The sun and planet gear mechanism that converts vertical motion to rotary motion.

The engine was ordered by Samuel Whitbread in 1784 to replace a horse wheel at the Chiswell Street premises of his London brewery. It was installed in 1785, the second steam engine to be installed in a brewery, and enabled Whitbread to become the largest brewer in Britain. The horse wheel was retained for many years, serving as a backup in case the steam engine broke down.
The drive gear of the engine, still evident today, was connected to a series of wooden line shafts which drove machinery within the brewery. Connected machinery included rollers to crush malt; an Archimedes' screw, that lifted the crushed malt into a hopper; a hoist, for lifting items into the building; a three-piston pump, for pumping beer; and a stirrer within a vat. There was also a reciprocating pump connected to the engine's beam, used to pump water from a well to a tank on the roof of the brewery.

In a marketing coup for both the brewer and the engine's manufacturer, King George III and Queen Charlotte visited the brewery on 24 May 1787. The engine remained in service for 102 years, until 1887.

= = = = = = =

◆ Problem 1 ◆
In the passage on the Whitbread brewery steam engine, what role did the old horse wheel play once the engine was running?
◆ Problem 2 ◆
Carry on writing the passage on the Whitbread brewery steam engine from the point where it stops.
The material after this point is separate from the passage on the Whitbread brewery steam engine.

◆ Entries supplied ◆
= = = = = = =

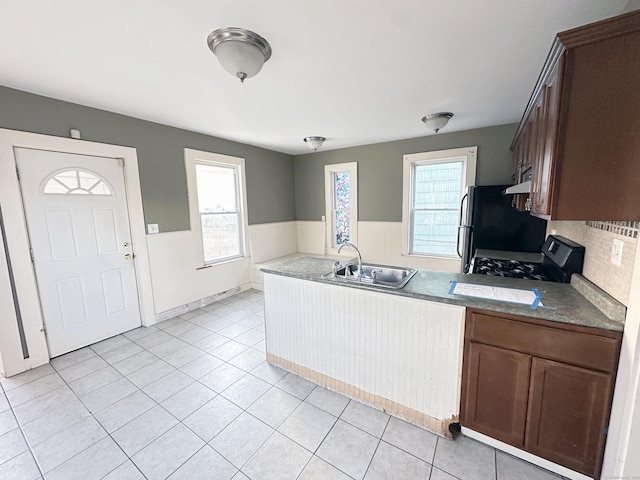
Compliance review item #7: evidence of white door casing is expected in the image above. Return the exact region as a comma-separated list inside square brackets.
[0, 128, 156, 376]
[15, 148, 140, 357]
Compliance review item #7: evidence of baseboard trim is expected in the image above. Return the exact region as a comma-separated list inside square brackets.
[462, 427, 593, 480]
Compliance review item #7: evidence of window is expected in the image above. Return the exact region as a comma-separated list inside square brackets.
[402, 147, 477, 257]
[185, 149, 247, 265]
[42, 169, 111, 195]
[324, 162, 358, 249]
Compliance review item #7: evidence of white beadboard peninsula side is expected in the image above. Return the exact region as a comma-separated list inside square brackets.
[264, 273, 465, 436]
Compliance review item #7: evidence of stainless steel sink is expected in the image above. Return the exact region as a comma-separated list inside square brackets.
[322, 263, 417, 290]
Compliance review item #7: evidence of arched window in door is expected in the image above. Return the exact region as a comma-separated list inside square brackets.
[42, 168, 113, 195]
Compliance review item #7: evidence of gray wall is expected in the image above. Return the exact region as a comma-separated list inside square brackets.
[0, 86, 295, 232]
[294, 123, 518, 222]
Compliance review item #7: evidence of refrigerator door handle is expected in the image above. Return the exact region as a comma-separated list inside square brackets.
[456, 193, 469, 258]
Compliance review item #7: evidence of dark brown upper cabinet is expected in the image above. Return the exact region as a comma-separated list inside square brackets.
[511, 11, 640, 221]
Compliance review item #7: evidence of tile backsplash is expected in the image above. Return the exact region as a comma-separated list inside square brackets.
[547, 221, 639, 305]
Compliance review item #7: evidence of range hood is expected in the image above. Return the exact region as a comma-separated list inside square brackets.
[504, 180, 531, 195]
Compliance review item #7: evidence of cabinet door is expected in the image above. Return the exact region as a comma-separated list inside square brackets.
[460, 342, 531, 448]
[531, 59, 564, 215]
[525, 358, 612, 476]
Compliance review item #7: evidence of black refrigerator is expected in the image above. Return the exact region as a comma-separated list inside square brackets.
[458, 185, 547, 273]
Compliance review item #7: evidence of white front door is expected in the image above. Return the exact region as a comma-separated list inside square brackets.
[15, 148, 141, 357]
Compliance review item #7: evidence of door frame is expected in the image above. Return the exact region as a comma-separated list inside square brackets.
[0, 129, 155, 376]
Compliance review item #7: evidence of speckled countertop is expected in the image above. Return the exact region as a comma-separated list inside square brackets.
[261, 256, 624, 331]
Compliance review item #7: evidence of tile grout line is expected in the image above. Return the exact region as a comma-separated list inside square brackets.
[0, 384, 44, 479]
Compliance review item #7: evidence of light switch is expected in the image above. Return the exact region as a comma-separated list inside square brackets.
[611, 238, 624, 267]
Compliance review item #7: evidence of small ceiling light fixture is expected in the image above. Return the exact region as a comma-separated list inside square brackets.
[422, 112, 453, 133]
[207, 27, 271, 82]
[304, 137, 326, 152]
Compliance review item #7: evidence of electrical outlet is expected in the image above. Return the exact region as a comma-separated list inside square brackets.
[611, 238, 624, 267]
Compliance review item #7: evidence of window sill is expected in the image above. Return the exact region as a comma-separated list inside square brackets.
[196, 257, 250, 270]
[402, 253, 460, 260]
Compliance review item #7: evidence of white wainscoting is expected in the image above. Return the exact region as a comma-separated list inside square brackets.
[358, 222, 460, 273]
[249, 221, 298, 263]
[265, 274, 465, 435]
[147, 230, 252, 318]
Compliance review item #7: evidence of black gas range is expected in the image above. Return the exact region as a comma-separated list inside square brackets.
[471, 235, 584, 283]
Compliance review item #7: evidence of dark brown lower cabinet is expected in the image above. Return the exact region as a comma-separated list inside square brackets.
[464, 343, 531, 447]
[460, 309, 621, 478]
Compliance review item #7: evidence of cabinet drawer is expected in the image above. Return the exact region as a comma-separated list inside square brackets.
[465, 309, 620, 373]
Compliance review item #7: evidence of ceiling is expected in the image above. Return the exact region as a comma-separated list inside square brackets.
[0, 0, 637, 154]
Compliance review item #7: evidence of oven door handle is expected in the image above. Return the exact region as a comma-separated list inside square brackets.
[456, 225, 471, 258]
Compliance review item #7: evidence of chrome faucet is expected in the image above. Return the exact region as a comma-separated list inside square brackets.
[338, 242, 362, 281]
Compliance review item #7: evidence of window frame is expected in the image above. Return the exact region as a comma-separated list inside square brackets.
[184, 148, 249, 269]
[402, 146, 478, 259]
[324, 162, 358, 254]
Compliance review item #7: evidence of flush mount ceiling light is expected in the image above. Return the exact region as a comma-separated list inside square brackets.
[304, 137, 326, 152]
[422, 112, 453, 133]
[207, 27, 271, 82]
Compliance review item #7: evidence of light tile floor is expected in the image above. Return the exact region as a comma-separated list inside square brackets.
[0, 290, 560, 480]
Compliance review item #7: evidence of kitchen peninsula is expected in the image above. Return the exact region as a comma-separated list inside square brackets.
[262, 256, 624, 476]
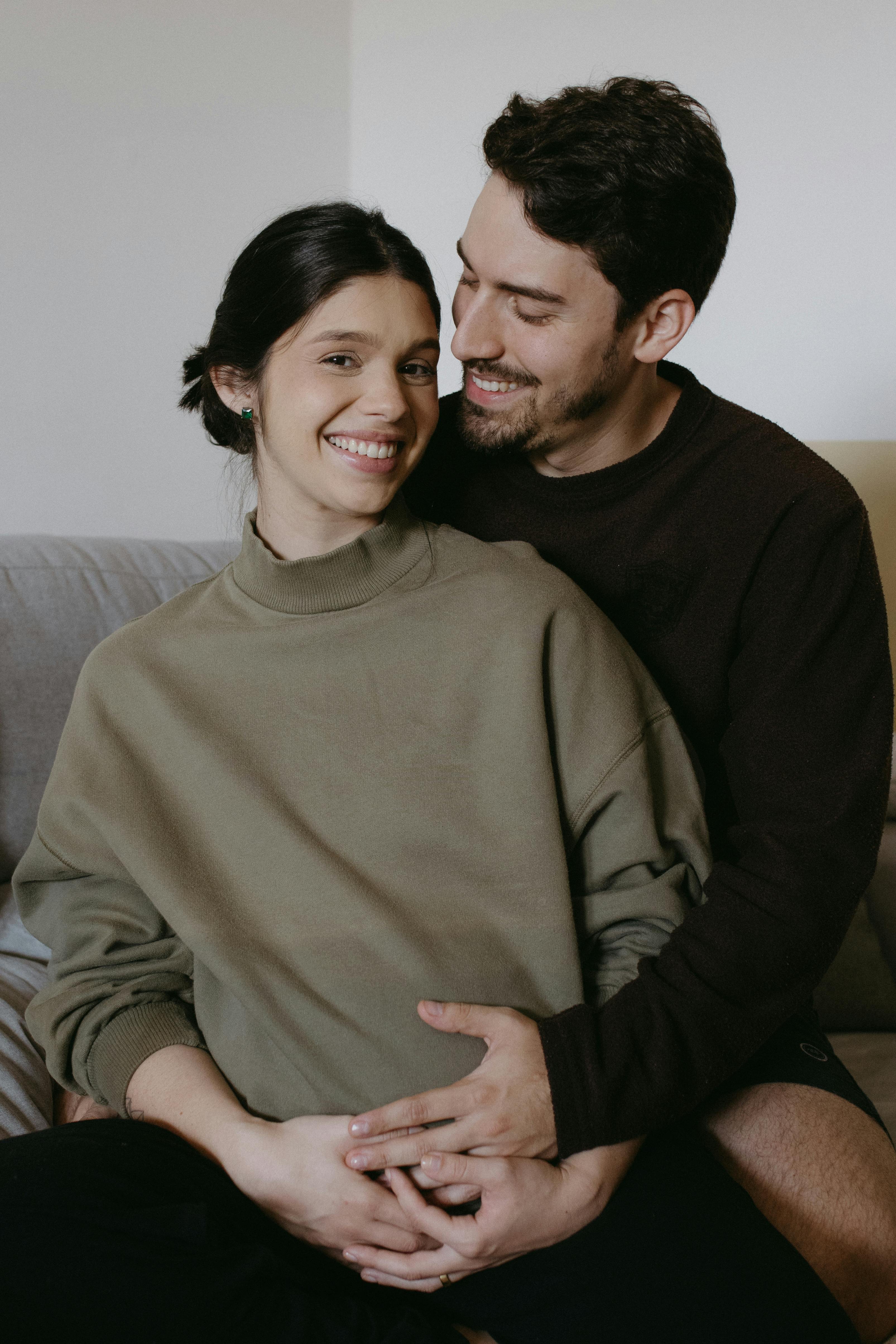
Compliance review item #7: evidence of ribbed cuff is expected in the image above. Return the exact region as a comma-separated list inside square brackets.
[87, 999, 207, 1115]
[539, 1004, 606, 1157]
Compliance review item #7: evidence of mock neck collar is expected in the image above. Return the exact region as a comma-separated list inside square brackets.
[234, 495, 429, 616]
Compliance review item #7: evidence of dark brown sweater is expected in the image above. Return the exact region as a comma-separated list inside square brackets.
[404, 364, 893, 1153]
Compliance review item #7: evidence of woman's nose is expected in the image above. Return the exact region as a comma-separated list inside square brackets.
[361, 372, 408, 421]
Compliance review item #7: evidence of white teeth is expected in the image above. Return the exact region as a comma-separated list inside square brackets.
[330, 434, 398, 458]
[470, 374, 520, 393]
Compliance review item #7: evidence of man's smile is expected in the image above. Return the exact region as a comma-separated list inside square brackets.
[463, 368, 531, 406]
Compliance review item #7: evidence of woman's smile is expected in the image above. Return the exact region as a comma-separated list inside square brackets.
[324, 430, 404, 472]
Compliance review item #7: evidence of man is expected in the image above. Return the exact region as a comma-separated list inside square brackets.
[338, 79, 896, 1341]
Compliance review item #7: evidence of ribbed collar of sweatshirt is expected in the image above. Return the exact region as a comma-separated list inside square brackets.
[234, 495, 429, 616]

= = = = = = =

◆ Response area 1 ◆
It was kept as a backup in case the steam engine broke down.

◆ Response area 2 ◆
The engine made its way to the Powerhouse Museum (then known as the Technological, Industrial and Sanitary Museum) through Archibald Liversidge, an English-born chemist, scientist and academic at the University of Sydney, who was a trustee of the museum. Liversidge was in London in 1887, at the time of the engine's decommissioning, and when he heard that the engine was to be scrapped he asked whether it could be donated to the museum. Whitbread & Co agreed on condition that the engine be set up and used for educational purposes.

Subsequently, the engine was dismantled and shipped to Sydney on the sailing ship Patriarch. For shipping purposes, the large flywheel was divided into two halves. While the flywheel's rim could be unbolted, the hub with attached spokes had to be drilled through and rejoined after shipping. A shortage of funds meant the engine was kept in storage for several years. Eventually the engine was erected in its own engine house, behind the main building at the museum's old Harris Street premises. During the 1920s or 1930s, an electric motor was added so that people could see the engine in motion. During the 1980s the Technology Restoration Society was formed in order to raise funds for the engine's restoration. Restoration took place at the museum's Castle Hill site. During the restoration, some parts – including the piston – were replaced to preserve the original parts. The engine, restored to steaming condition, was installed in the new Powerhouse Museum in 1988. Today the engine is sometimes operated as part of the museum's Steam Revolution exhibition, steam being provided by the museum's central boiler.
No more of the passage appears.